>>>>>

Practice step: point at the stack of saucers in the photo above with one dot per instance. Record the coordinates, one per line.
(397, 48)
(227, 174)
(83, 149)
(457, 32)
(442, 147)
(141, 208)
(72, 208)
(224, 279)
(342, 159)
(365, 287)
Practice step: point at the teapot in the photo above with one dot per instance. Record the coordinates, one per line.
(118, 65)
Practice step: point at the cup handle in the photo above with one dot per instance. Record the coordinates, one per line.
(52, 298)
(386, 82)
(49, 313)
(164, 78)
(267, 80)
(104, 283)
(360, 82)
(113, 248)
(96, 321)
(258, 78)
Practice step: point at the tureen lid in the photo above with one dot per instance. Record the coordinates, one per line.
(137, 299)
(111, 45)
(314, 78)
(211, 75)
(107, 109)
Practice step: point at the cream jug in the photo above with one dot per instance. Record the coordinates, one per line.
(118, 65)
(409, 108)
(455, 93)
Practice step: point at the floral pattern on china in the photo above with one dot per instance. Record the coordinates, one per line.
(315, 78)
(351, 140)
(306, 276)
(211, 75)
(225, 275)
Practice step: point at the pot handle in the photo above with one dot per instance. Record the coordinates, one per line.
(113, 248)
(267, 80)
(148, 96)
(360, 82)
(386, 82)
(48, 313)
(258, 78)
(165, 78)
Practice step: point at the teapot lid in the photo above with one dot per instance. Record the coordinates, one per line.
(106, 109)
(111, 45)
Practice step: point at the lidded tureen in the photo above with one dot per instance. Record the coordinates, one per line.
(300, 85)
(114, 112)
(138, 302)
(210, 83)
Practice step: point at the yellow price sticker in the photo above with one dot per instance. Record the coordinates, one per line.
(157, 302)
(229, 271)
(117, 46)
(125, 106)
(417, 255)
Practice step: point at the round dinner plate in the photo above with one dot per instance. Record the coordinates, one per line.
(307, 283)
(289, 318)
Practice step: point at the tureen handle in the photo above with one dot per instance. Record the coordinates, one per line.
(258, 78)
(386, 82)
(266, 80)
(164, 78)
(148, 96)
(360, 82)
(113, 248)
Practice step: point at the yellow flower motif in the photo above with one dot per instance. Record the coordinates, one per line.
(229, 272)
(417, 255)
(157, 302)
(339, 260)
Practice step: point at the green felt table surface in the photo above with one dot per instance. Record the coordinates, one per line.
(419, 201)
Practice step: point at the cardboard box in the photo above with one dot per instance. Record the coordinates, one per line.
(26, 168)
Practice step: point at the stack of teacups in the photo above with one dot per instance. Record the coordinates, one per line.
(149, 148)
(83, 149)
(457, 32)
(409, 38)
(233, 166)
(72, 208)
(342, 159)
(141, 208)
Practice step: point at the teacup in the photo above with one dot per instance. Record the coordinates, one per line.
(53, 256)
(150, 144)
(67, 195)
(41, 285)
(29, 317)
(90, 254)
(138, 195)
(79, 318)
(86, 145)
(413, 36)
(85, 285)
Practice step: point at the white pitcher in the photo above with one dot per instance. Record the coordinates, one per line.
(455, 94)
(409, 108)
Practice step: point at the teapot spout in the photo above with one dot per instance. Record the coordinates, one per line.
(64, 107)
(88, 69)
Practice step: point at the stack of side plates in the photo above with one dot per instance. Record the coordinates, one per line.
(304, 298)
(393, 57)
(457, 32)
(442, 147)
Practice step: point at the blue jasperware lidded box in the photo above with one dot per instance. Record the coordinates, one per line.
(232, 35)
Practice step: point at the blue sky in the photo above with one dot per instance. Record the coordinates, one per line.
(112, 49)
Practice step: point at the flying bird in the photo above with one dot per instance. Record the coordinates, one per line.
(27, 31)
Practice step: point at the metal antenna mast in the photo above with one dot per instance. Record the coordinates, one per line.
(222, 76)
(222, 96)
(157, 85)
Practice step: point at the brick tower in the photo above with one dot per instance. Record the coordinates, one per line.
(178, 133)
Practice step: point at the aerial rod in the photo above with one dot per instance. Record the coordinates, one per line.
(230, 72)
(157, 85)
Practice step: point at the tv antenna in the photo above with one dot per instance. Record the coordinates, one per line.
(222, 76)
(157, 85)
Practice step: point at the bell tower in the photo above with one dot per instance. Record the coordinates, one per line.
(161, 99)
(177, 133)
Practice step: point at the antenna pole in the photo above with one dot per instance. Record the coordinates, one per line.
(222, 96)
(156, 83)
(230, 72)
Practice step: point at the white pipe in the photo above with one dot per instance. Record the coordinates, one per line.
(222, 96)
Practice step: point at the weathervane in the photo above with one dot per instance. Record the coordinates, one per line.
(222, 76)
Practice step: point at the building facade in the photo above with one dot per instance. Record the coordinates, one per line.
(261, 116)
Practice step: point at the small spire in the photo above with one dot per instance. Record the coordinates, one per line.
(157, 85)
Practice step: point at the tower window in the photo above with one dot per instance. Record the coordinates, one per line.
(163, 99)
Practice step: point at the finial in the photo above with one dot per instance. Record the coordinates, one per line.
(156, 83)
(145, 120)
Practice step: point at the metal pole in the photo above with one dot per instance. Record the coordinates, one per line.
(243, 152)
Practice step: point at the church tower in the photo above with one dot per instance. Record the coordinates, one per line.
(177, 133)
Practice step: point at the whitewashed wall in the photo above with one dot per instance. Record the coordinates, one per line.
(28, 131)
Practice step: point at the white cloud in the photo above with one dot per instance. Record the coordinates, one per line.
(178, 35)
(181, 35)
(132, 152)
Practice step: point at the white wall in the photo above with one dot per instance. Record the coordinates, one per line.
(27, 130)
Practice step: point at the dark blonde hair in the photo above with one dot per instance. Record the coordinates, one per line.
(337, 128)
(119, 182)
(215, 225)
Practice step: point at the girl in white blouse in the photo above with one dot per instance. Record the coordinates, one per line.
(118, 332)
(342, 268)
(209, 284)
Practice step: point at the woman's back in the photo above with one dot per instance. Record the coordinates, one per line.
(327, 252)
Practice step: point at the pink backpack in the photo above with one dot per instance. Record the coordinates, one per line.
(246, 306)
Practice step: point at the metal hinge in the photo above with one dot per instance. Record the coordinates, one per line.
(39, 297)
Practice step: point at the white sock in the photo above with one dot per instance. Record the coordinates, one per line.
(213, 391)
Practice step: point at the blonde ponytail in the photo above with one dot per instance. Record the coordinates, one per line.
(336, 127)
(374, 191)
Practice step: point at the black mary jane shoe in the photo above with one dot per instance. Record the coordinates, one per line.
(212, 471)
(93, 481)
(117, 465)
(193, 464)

<<<<<

## WHAT THIS TASK INVOLVES:
Scale the lines from the one containing "Practice step: point at the black" through the end of the listing. Rewrite each line, request included, multiplying every coordinate in the answers by 0.65 and rounding to whole numbers with halves rounded up.

## EXERCISE RESPONSE:
Practice step: point at the black mary jane shoe in the photo above with one dot per instance. Record the coordinates, one per line.
(138, 306)
(60, 313)
(76, 302)
(125, 302)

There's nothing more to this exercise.